**Stored records**:
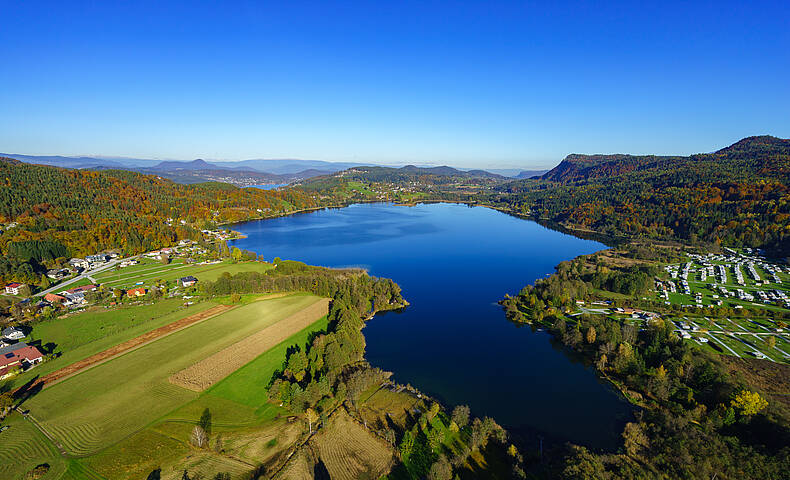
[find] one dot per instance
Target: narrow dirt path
(129, 345)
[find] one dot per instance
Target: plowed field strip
(129, 345)
(214, 368)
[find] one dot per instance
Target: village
(106, 280)
(732, 303)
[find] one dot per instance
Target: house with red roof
(18, 355)
(82, 289)
(52, 298)
(136, 292)
(13, 288)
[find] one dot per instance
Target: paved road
(86, 274)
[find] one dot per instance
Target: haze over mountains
(241, 173)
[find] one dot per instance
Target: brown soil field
(386, 406)
(128, 345)
(300, 467)
(349, 451)
(214, 368)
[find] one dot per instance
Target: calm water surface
(453, 342)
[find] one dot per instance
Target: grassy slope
(80, 336)
(103, 405)
(22, 447)
(239, 411)
(149, 271)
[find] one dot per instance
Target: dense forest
(737, 196)
(696, 420)
(49, 212)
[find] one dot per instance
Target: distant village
(82, 282)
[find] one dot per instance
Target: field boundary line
(128, 346)
(203, 374)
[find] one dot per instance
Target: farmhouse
(20, 354)
(82, 289)
(13, 288)
(79, 263)
(136, 292)
(98, 258)
(187, 281)
(52, 298)
(58, 273)
(13, 333)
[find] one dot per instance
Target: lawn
(149, 272)
(240, 412)
(23, 447)
(101, 406)
(81, 335)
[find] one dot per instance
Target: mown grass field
(22, 447)
(109, 402)
(150, 271)
(240, 413)
(81, 335)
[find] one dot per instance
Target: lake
(453, 342)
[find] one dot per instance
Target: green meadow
(110, 402)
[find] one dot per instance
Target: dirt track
(214, 368)
(128, 345)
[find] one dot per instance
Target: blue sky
(489, 84)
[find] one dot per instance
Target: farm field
(240, 413)
(109, 402)
(212, 369)
(24, 447)
(345, 449)
(84, 334)
(148, 271)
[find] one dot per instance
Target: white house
(13, 288)
(13, 333)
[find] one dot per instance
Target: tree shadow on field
(155, 474)
(320, 471)
(28, 390)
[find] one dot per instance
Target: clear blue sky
(486, 84)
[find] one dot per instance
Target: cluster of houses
(714, 270)
(14, 288)
(16, 355)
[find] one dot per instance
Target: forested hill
(739, 195)
(88, 211)
(744, 159)
(409, 173)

**Stated exercise**:
Please gather every line of the records above that contains the string "field", and copy each one in full. Case counts.

**Answer for this exercise**:
Target: plowed field strip
Target: brown soil field
Target: field boundary line
Target: mown grass field
Target: farm field
Target: tree shadow on field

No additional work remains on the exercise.